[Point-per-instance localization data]
========================================================================

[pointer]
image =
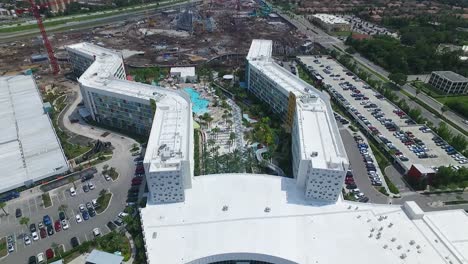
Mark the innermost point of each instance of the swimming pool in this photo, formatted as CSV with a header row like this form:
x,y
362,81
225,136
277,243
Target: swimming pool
x,y
199,105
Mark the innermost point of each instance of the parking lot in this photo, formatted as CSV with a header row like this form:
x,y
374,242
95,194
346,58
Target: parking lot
x,y
32,208
411,143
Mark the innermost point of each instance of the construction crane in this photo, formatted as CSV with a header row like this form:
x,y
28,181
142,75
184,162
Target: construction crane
x,y
48,46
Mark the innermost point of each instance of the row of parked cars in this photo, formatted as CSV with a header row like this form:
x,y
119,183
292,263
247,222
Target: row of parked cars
x,y
372,172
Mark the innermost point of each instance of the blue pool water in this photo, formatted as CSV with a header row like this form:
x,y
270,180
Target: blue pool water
x,y
199,105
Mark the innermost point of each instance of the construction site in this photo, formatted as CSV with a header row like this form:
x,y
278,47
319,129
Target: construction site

========================================================================

## What to work on
Spot every line in the entries that includes the word "formatted", and copy each one out.

## The completed task
Mark the innermost point of each instance of the swimming pool in this photo, formatted as CSV with a header row like this form:
Mark the innermost point of each instance of the parking lot in this photo, formatted as CSV with a header row like this form:
Mark the innermost point of each instance of the construction crane in this photo, formatted as CSV with a header row like this form:
Mark the innermost point of each instance of the row of parked cars in this photo, formatted as CSV with a header row like this form:
Mark the innermost point of each instance of the blue pool water in this photo, formatted as CSV with a header row like this form:
Mark the innermost point of each instance of the construction site in this photo, formatted as CSV with a header row like this form:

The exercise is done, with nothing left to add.